* WHAT THE TASK REQUIRES *
The data follows this line. Copy verbatim the line with "target | forearm" and each line after it to the end.

* Coordinate annotation records *
- - -

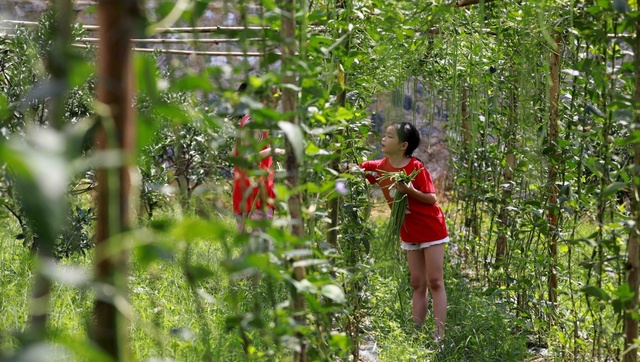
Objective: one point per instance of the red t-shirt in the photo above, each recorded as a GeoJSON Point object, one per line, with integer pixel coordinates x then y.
{"type": "Point", "coordinates": [422, 222]}
{"type": "Point", "coordinates": [246, 188]}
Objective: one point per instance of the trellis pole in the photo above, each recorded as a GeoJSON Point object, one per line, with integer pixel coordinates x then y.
{"type": "Point", "coordinates": [292, 164]}
{"type": "Point", "coordinates": [633, 250]}
{"type": "Point", "coordinates": [116, 133]}
{"type": "Point", "coordinates": [552, 175]}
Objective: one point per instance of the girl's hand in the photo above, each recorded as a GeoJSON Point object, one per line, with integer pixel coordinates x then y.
{"type": "Point", "coordinates": [404, 188]}
{"type": "Point", "coordinates": [348, 167]}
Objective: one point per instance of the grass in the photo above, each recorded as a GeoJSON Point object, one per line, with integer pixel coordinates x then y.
{"type": "Point", "coordinates": [172, 320]}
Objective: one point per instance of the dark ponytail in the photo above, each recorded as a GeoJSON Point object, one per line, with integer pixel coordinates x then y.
{"type": "Point", "coordinates": [408, 133]}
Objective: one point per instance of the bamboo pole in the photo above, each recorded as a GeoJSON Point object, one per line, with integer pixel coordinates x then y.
{"type": "Point", "coordinates": [289, 106]}
{"type": "Point", "coordinates": [633, 250]}
{"type": "Point", "coordinates": [552, 216]}
{"type": "Point", "coordinates": [116, 132]}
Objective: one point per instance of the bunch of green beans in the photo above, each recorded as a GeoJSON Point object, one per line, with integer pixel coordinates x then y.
{"type": "Point", "coordinates": [391, 235]}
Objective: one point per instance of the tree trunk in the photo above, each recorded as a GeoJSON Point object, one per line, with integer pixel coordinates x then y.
{"type": "Point", "coordinates": [633, 250]}
{"type": "Point", "coordinates": [289, 106]}
{"type": "Point", "coordinates": [552, 217]}
{"type": "Point", "coordinates": [116, 24]}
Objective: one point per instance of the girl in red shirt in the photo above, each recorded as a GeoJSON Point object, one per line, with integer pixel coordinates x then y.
{"type": "Point", "coordinates": [253, 196]}
{"type": "Point", "coordinates": [424, 231]}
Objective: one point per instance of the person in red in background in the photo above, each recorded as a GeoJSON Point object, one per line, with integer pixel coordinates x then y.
{"type": "Point", "coordinates": [424, 231]}
{"type": "Point", "coordinates": [253, 188]}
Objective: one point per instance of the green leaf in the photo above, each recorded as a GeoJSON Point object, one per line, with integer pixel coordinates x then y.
{"type": "Point", "coordinates": [5, 111]}
{"type": "Point", "coordinates": [613, 188]}
{"type": "Point", "coordinates": [295, 136]}
{"type": "Point", "coordinates": [42, 176]}
{"type": "Point", "coordinates": [334, 293]}
{"type": "Point", "coordinates": [343, 114]}
{"type": "Point", "coordinates": [596, 292]}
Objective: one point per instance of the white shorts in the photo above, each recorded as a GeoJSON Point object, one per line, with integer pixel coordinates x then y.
{"type": "Point", "coordinates": [419, 246]}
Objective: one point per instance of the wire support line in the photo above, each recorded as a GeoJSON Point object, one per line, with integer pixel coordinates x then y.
{"type": "Point", "coordinates": [195, 29]}
{"type": "Point", "coordinates": [180, 41]}
{"type": "Point", "coordinates": [193, 52]}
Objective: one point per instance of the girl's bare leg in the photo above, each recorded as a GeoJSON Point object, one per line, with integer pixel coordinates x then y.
{"type": "Point", "coordinates": [418, 270]}
{"type": "Point", "coordinates": [433, 261]}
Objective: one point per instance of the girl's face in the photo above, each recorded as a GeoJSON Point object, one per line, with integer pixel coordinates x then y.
{"type": "Point", "coordinates": [391, 145]}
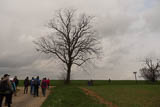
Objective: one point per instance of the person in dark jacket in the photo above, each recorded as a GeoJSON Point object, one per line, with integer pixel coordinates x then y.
{"type": "Point", "coordinates": [44, 86]}
{"type": "Point", "coordinates": [16, 81]}
{"type": "Point", "coordinates": [32, 86]}
{"type": "Point", "coordinates": [36, 86]}
{"type": "Point", "coordinates": [5, 90]}
{"type": "Point", "coordinates": [26, 84]}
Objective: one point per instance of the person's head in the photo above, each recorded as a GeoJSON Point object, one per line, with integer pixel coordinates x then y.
{"type": "Point", "coordinates": [15, 77]}
{"type": "Point", "coordinates": [11, 79]}
{"type": "Point", "coordinates": [6, 76]}
{"type": "Point", "coordinates": [37, 77]}
{"type": "Point", "coordinates": [27, 78]}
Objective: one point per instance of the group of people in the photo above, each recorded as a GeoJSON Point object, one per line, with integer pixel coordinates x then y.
{"type": "Point", "coordinates": [8, 87]}
{"type": "Point", "coordinates": [34, 84]}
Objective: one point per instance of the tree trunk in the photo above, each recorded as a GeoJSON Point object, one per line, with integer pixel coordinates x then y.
{"type": "Point", "coordinates": [67, 81]}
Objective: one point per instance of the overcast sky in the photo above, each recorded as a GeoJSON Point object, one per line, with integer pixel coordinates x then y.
{"type": "Point", "coordinates": [129, 31]}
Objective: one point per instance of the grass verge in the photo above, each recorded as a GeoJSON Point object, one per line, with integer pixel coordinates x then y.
{"type": "Point", "coordinates": [69, 96]}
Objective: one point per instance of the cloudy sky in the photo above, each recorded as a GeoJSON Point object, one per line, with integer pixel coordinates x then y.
{"type": "Point", "coordinates": [129, 31]}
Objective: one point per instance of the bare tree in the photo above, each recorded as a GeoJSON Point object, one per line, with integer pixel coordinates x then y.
{"type": "Point", "coordinates": [73, 42]}
{"type": "Point", "coordinates": [151, 70]}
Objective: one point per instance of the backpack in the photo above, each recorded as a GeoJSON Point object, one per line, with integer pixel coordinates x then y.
{"type": "Point", "coordinates": [4, 86]}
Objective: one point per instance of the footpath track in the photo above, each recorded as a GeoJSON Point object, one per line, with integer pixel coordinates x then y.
{"type": "Point", "coordinates": [27, 100]}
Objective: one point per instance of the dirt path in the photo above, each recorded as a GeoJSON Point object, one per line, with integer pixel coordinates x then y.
{"type": "Point", "coordinates": [27, 100]}
{"type": "Point", "coordinates": [99, 98]}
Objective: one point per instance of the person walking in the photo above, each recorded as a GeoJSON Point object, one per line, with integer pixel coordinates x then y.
{"type": "Point", "coordinates": [16, 81]}
{"type": "Point", "coordinates": [36, 86]}
{"type": "Point", "coordinates": [12, 92]}
{"type": "Point", "coordinates": [32, 86]}
{"type": "Point", "coordinates": [48, 83]}
{"type": "Point", "coordinates": [44, 86]}
{"type": "Point", "coordinates": [5, 90]}
{"type": "Point", "coordinates": [26, 84]}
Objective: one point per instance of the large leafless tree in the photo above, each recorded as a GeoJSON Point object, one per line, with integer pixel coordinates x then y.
{"type": "Point", "coordinates": [151, 70]}
{"type": "Point", "coordinates": [73, 42]}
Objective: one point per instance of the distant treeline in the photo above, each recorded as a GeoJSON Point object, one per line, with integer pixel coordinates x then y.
{"type": "Point", "coordinates": [100, 82]}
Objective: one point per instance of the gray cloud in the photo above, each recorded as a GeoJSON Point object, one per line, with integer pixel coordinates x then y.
{"type": "Point", "coordinates": [129, 32]}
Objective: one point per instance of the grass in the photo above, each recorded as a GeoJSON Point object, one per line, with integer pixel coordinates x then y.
{"type": "Point", "coordinates": [130, 95]}
{"type": "Point", "coordinates": [69, 96]}
{"type": "Point", "coordinates": [124, 93]}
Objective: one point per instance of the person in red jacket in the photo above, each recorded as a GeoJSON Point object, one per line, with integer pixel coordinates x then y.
{"type": "Point", "coordinates": [44, 86]}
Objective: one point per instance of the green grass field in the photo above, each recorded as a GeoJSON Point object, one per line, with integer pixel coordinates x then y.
{"type": "Point", "coordinates": [130, 95]}
{"type": "Point", "coordinates": [121, 93]}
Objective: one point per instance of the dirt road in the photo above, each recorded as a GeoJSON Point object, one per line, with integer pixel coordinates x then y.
{"type": "Point", "coordinates": [27, 100]}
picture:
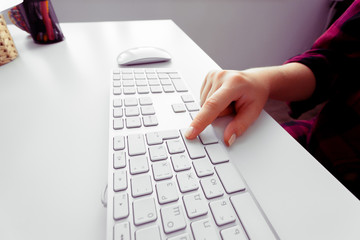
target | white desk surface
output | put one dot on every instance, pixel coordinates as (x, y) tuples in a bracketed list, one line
[(53, 140)]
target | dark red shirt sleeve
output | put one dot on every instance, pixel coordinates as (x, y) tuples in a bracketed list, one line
[(334, 59)]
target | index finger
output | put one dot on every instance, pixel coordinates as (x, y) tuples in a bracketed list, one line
[(210, 110)]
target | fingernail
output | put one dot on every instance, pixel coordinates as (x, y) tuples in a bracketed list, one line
[(189, 131), (232, 139)]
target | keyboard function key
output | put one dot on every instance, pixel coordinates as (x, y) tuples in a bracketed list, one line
[(175, 146), (122, 231), (136, 144), (152, 233), (212, 187), (138, 164), (118, 123), (167, 192), (173, 218), (203, 167), (204, 229), (144, 211), (145, 101), (153, 138), (195, 205), (121, 206), (130, 101), (150, 120), (235, 232), (119, 143), (217, 153), (133, 122), (119, 159), (180, 162), (178, 107), (162, 170), (157, 153), (187, 181), (120, 180), (141, 185), (223, 212)]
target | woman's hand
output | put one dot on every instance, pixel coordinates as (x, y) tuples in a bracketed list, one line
[(230, 92)]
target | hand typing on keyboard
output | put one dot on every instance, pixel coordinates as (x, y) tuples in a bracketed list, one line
[(244, 94)]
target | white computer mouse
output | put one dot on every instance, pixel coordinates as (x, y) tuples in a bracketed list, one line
[(142, 55)]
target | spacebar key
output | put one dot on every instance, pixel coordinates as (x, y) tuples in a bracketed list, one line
[(136, 144), (251, 217)]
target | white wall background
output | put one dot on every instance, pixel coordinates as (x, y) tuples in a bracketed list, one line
[(237, 34)]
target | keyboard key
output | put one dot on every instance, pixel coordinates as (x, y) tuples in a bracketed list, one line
[(169, 134), (230, 178), (212, 187), (178, 107), (143, 90), (167, 192), (179, 85), (207, 136), (117, 90), (136, 144), (152, 233), (195, 205), (141, 185), (217, 153), (120, 180), (157, 153), (150, 120), (147, 110), (133, 122), (130, 101), (180, 162), (223, 212), (138, 164), (184, 236), (145, 101), (144, 211), (203, 167), (122, 231), (168, 88), (187, 98), (194, 147), (119, 159), (129, 90), (192, 107), (156, 89), (204, 229), (175, 146), (232, 233), (132, 111), (117, 112), (117, 102), (121, 206), (173, 218), (187, 181), (118, 124), (153, 138), (119, 143), (251, 217), (162, 170)]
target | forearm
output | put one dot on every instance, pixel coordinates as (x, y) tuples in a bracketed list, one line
[(288, 82)]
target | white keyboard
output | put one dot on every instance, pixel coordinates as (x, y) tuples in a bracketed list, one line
[(161, 185)]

- - -

* WRITTEN ANSWER *
target | forearm
output | put one dot on every instance, pixel coordinates as (x, y) tuples in a bracketed list, one line
[(288, 82)]
target | white keyboard
output | put one dot on every instance, pixel coordinates as (x, y) tuples in a bracketed list, one line
[(161, 185)]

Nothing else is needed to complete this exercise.